● **What you need to do**: Each record is to be printed again precisely as it reads.

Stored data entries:
◇ ◇ ◇ ◇ ◇ ◇ ◇

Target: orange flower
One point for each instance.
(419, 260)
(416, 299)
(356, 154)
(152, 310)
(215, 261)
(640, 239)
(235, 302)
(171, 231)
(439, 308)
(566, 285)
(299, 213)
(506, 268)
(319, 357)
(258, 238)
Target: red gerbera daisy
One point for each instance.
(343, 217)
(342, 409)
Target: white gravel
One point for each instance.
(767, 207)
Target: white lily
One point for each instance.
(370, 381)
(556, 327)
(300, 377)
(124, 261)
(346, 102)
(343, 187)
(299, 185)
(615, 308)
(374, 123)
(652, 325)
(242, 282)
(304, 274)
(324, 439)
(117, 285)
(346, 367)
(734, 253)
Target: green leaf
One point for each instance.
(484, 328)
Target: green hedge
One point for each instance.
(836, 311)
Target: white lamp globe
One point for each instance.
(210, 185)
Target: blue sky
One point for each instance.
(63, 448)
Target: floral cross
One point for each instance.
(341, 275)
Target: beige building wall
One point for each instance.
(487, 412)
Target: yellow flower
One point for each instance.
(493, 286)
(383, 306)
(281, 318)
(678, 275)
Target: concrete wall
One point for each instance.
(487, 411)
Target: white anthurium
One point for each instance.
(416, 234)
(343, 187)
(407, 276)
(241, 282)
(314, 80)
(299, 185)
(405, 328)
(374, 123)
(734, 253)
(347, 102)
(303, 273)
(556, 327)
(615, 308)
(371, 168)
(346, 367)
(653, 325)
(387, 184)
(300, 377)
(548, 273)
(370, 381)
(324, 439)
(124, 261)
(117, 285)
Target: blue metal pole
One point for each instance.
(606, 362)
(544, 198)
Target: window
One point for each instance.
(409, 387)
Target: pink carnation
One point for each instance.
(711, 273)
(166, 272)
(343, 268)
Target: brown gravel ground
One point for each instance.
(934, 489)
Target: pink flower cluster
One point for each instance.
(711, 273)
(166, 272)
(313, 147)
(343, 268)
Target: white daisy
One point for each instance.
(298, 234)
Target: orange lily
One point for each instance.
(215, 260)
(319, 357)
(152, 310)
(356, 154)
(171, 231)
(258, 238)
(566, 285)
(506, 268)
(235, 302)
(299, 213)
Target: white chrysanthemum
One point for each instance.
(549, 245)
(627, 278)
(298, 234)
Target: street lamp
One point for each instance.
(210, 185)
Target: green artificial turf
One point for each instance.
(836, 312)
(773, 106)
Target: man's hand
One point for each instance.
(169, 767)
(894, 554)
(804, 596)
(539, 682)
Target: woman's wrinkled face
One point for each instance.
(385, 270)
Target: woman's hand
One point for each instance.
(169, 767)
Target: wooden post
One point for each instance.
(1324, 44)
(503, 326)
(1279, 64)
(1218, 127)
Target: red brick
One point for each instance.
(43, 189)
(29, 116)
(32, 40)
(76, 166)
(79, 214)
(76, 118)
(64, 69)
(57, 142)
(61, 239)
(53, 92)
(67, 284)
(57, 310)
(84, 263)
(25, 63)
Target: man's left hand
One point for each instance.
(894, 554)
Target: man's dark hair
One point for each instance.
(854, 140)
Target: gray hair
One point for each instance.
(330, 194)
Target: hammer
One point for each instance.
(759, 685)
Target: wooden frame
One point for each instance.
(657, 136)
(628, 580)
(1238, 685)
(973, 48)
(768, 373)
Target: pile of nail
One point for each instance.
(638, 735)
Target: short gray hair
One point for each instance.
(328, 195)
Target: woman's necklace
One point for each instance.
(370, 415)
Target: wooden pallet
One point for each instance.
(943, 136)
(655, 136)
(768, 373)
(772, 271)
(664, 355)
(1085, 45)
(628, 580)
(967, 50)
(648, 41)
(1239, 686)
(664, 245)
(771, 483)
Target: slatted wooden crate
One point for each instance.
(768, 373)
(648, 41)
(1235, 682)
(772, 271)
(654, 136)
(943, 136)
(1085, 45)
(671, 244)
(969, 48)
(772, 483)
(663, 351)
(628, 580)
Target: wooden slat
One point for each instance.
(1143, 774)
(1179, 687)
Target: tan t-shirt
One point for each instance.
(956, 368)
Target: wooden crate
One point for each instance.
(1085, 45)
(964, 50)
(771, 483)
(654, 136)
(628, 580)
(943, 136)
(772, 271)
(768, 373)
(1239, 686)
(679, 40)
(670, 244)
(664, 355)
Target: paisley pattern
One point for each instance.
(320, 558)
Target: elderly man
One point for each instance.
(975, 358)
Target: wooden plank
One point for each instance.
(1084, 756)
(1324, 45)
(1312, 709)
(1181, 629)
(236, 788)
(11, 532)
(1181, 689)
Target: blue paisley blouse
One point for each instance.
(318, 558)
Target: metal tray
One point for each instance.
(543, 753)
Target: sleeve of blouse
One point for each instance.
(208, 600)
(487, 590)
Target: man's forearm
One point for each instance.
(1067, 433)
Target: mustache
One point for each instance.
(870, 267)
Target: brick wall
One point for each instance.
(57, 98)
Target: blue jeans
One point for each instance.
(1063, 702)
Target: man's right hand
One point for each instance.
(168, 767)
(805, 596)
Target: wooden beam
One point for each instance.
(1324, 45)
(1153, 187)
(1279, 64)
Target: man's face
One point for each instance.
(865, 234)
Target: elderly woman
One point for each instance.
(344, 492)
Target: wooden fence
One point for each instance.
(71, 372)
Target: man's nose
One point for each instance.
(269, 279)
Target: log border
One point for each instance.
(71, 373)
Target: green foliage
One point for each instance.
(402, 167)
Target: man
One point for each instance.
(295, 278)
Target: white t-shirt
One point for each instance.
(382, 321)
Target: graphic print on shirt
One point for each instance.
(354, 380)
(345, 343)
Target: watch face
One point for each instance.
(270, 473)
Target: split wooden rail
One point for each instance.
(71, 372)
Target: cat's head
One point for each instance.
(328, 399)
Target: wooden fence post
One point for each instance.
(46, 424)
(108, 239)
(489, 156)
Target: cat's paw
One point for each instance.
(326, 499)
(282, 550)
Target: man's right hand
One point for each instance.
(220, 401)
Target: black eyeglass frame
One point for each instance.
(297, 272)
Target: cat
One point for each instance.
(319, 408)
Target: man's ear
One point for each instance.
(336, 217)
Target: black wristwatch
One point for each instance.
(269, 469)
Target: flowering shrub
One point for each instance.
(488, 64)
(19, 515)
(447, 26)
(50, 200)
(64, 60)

◇ ◇ ◇ ◇ ◇ ◇ ◇

● **Response area**:
Target: orange flower
One point for each instance.
(419, 260)
(416, 299)
(356, 154)
(152, 310)
(215, 261)
(640, 239)
(235, 302)
(171, 231)
(439, 308)
(566, 285)
(299, 213)
(506, 268)
(319, 357)
(258, 238)
Target: red gerbera daisy
One point for each instance.
(343, 217)
(342, 409)
Target: white gravel
One point for each instance.
(767, 207)
Target: white lily
One point for each instance.
(370, 381)
(556, 327)
(300, 377)
(124, 261)
(346, 102)
(343, 187)
(299, 185)
(615, 308)
(374, 123)
(652, 325)
(242, 282)
(304, 274)
(324, 439)
(117, 285)
(346, 367)
(734, 253)
Target: green leaf
One point for each instance.
(484, 328)
Target: green hedge
One point for each instance.
(836, 311)
Target: white lamp globe
One point for each instance.
(210, 185)
Target: blue sky
One point for each instance.
(63, 448)
Target: floral cross
One point for each instance.
(341, 275)
Target: beige building wall
One point for each instance.
(487, 412)
Target: yellow flower
One point for each instance.
(493, 286)
(383, 306)
(281, 318)
(678, 275)
Target: concrete wall
One point for each instance.
(487, 411)
Target: white anthurium
One point for each instance.
(416, 234)
(343, 187)
(407, 276)
(241, 282)
(314, 80)
(299, 185)
(405, 328)
(374, 123)
(734, 253)
(347, 102)
(303, 273)
(556, 327)
(615, 308)
(371, 168)
(346, 367)
(653, 325)
(387, 184)
(300, 377)
(548, 273)
(370, 381)
(324, 439)
(124, 261)
(117, 285)
Target: blue metal pole
One point for each instance.
(606, 362)
(544, 198)
Target: window
One point for each instance.
(409, 387)
Target: pink carnation
One point for each instance.
(711, 273)
(166, 272)
(343, 268)
Target: brown gravel ground
One point for each instance.
(934, 489)
Target: pink flower cluster
One point for each instance.
(711, 273)
(166, 272)
(313, 147)
(343, 268)
Target: white daisy
One point for each instance.
(298, 234)
Target: orange lily
One point for each instance.
(215, 260)
(319, 357)
(152, 310)
(356, 154)
(171, 231)
(258, 238)
(566, 285)
(506, 268)
(235, 302)
(299, 213)
Target: white chrysanthemum
One point for each instance.
(549, 245)
(627, 278)
(298, 234)
Target: street lamp
One point for each instance.
(210, 185)
Target: green artificial turf
One point for each instance.
(836, 312)
(773, 106)
Target: man's hand
One point for each instance.
(169, 767)
(894, 554)
(804, 596)
(539, 682)
Target: woman's wrinkled face
One point for each instance.
(385, 270)
Target: woman's hand
One point for each instance.
(169, 767)
Target: wooden post
One point for each instance.
(1324, 44)
(503, 326)
(1279, 64)
(1218, 127)
Target: red brick
One point for each instance.
(43, 189)
(29, 116)
(32, 40)
(76, 166)
(79, 214)
(76, 118)
(64, 69)
(57, 142)
(61, 239)
(53, 92)
(67, 284)
(57, 310)
(84, 263)
(25, 63)
Target: man's left hand
One point for each instance.
(894, 554)
Target: man's dark hair
One point for each instance.
(854, 140)
Target: gray hair
One point for each instance.
(330, 194)
Target: hammer
One point for each instance.
(759, 685)
Target: wooden frame
One point for each instance.
(657, 136)
(628, 580)
(1238, 685)
(973, 48)
(768, 373)
Target: pile of nail
One point for each instance.
(638, 735)
Target: short gray hair
One point for each instance.
(328, 195)
Target: woman's necklace
One point for each instance.
(370, 415)
Target: wooden pallet
One point for each instance.
(943, 136)
(655, 136)
(768, 373)
(772, 271)
(664, 355)
(1085, 45)
(628, 580)
(967, 50)
(648, 41)
(1239, 686)
(664, 245)
(771, 483)
Target: slatted wooden crate
One point for each instance.
(768, 373)
(648, 41)
(1235, 682)
(772, 271)
(654, 136)
(943, 136)
(1085, 45)
(671, 244)
(969, 48)
(772, 483)
(663, 351)
(628, 580)
Target: wooden slat
One point for each instance.
(1143, 774)
(1179, 687)
Target: tan t-shirt
One point for each instance.
(956, 368)
Target: wooden crate
One point for each instance.
(1085, 45)
(964, 50)
(771, 483)
(654, 136)
(628, 580)
(943, 136)
(772, 271)
(768, 373)
(1239, 686)
(679, 40)
(670, 244)
(664, 355)
Target: paisley pattern
One point for each instance.
(320, 558)
Target: elderly man
One point for each instance.
(975, 358)
Target: wooden plank
One point for each instance.
(1084, 756)
(1324, 45)
(1312, 709)
(1181, 629)
(236, 788)
(11, 532)
(1181, 689)
Target: blue paisley blouse
One point for each instance.
(318, 558)
Target: metal tray
One point for each instance.
(543, 753)
Target: sleeve of blouse
One point for each instance.
(208, 600)
(487, 590)
Target: man's forearm
One point for each instance.
(1067, 433)
Target: mustache
One point for each instance.
(870, 267)
Target: brick wall
One point for each instance.
(57, 98)
Target: blue jeans
One point for each instance.
(1063, 702)
Target: man's right hand
One point for each instance.
(168, 767)
(805, 596)
Target: wooden beam
One point for each instance.
(1324, 45)
(1153, 187)
(1279, 64)
Target: man's face
One point for each instance.
(865, 234)
Target: elderly woman
One point for each instance.
(344, 492)
Target: wooden fence
One point for each instance.
(71, 372)
Target: man's nose
One point for each instance.
(269, 279)
Target: log border
One point for each instance.
(71, 373)
Target: green foliage
One point for each instance.
(402, 167)
Target: man
One point for each instance.
(295, 278)
Target: white t-shirt
One point for each instance.
(382, 321)
Target: graphic print on shirt
One point for each instance.
(354, 380)
(345, 343)
Target: watch face
One point for each instance.
(270, 473)
Target: split wooden rail
One point for each instance.
(71, 372)
Target: cat's head
One point for each instance.
(328, 399)
Target: wooden fence post
One point for each instance.
(46, 424)
(108, 239)
(489, 156)
Target: cat's paw
One point for each instance.
(326, 499)
(282, 550)
Target: man's right hand
One point for each instance.
(220, 401)
Target: black eyeglass frame
One point for each instance.
(297, 272)
Target: cat
One point for each instance.
(319, 408)
Target: man's ear
One point for each instance.
(336, 217)
Target: black wristwatch
One point for each instance.
(269, 469)
Target: flowering shrub
One point for each instance.
(488, 64)
(19, 515)
(447, 26)
(50, 200)
(64, 60)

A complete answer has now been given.